### SOURCE DOCUMENT
-----

There is one comment at the moment, we would love to hear your opinion too.

  1. Julian Stevens 4th May 2012 at 10:04 am

    What’s pushing up the cost of advice more than the RDR are:-

    1. four tiers of regulatory levies plus

    2. all the additional interim ones being imposed on us by the FSCS to clean up what seems to be an endless succession of provider collapses as a result of regulatory failures on the part of the FSA and

    3. increasing PII premiums due to the FSA’s relentless programme of hindsight reviews, again triggered by its own regulatory failures.

    Last year the FSA raised its operating budget by, what was it, 10%, and this year by a further 16%. No system of checks and balances exists to limit these increases. The FSMA 2000 gives the FSA carte blanche to do whatever it likes and the TSC is powerless to change that.

    The MAS was launched without consultation yet, within a year, it had to admit that half its staff were surplus to requirements. £4m was gaily blown on a TV awareness campaign which it had to admit achieved nothing much at all. Shortly after that, it announced a doubling of its budget to fund the costs of debt advice, to be paid for by an industry whose primary purpose is to help people protect and to accumulate wealth. Where’s the logic or fairness in that?

    Each and every provider failure is deemed to be the fault of the intermediary sector because a small number of intermediaries may have sold its products inappropriately. How’s that? How can a small number of inappropriate sales of its products have caused the provider to fail? Inappropriate sales and the failure of the provider are two completely separate things ~ except in the eyes of the FSA, which sees the latter as yet another handy mechanism with which to bludgeon the intermediary sector.

    So let’s just get a bit of perspective here ~ the RDR isn’t what’s pushing up the costs of advice. It’s everything else that the FSA is doing as part of that prejudicial agenda against IFA’s which Hector Sants would have us believe the FSA doesn’t have.

-----

### TASK REQUIREMENTS
List the factors the comment names as pushing up the cost of advice more than the RDR does. The records are material separate from the comment.

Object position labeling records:

-----

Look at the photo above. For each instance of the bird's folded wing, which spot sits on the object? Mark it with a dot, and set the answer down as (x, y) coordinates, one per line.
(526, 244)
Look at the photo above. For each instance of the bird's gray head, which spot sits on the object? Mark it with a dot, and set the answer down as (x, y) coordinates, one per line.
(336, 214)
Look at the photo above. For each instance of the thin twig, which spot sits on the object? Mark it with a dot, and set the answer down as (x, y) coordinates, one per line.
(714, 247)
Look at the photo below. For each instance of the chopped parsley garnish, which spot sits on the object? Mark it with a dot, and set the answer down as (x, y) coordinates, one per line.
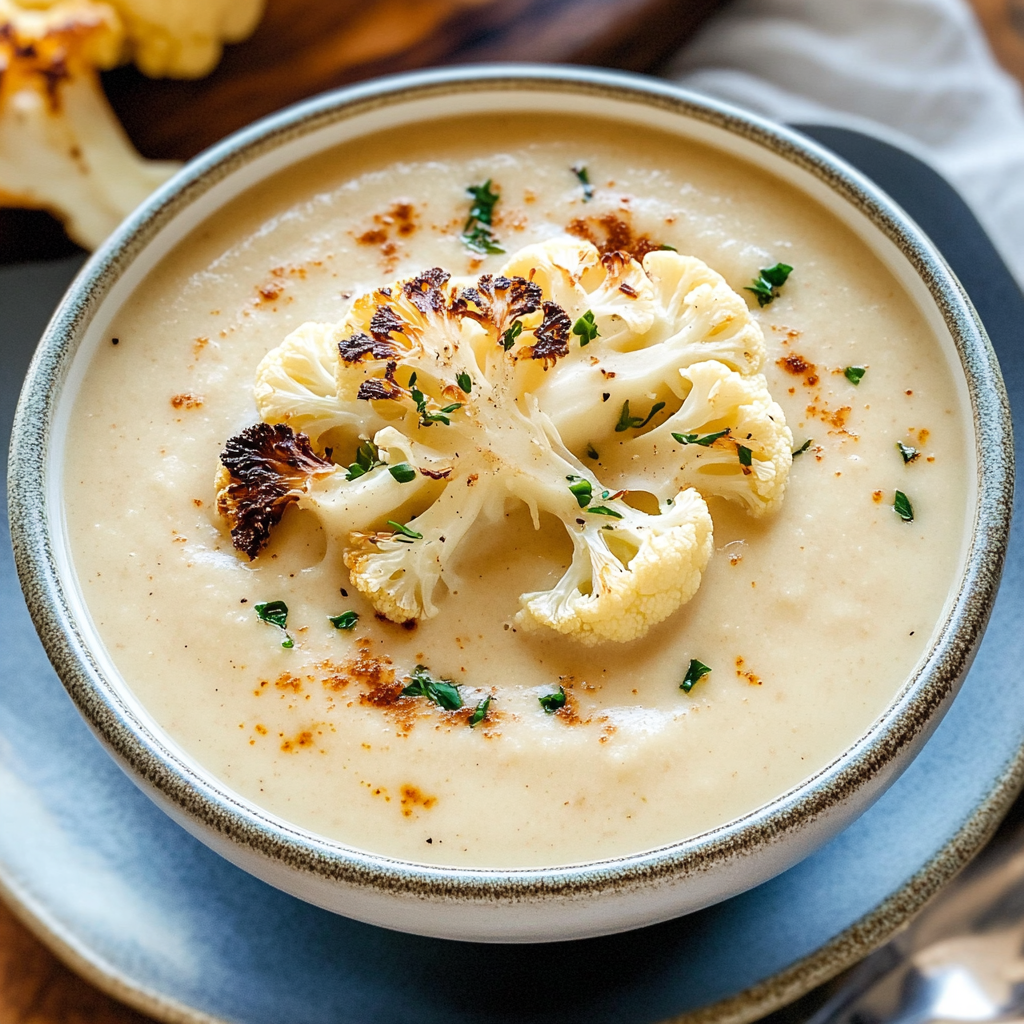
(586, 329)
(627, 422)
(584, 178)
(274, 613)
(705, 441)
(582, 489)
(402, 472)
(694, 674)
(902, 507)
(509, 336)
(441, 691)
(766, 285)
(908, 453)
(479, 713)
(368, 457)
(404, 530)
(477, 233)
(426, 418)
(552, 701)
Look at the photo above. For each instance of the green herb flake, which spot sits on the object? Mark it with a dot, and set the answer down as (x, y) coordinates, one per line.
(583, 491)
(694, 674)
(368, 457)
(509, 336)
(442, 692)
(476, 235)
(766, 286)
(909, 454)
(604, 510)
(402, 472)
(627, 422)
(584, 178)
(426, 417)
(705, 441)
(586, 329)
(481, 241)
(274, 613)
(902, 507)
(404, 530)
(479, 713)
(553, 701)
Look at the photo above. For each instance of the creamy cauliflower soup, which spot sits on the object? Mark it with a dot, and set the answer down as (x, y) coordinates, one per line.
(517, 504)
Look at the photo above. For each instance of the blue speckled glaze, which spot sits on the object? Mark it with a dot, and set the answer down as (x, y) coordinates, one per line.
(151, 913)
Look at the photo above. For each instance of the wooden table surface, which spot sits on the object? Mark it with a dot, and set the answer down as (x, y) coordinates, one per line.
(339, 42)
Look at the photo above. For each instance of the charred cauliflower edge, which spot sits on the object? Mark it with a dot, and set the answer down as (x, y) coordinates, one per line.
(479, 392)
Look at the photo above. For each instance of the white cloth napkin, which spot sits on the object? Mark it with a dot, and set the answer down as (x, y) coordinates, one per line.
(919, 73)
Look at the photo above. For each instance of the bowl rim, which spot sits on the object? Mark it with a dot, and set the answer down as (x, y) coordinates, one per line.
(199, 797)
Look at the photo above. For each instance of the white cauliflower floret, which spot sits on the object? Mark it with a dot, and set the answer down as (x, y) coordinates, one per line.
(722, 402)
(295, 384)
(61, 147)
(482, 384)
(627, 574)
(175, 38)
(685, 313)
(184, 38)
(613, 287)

-----

### TASK OUTPUT
1. Four tiers of regulatory levies
2. The additional interim levies the FSCS imposes to clean up a succession of provider collapses that resulted from FSA regulatory failures
3. Rising PII premiums caused by the FSA's programme of hindsight reviews, which were also triggered by its own regulatory failures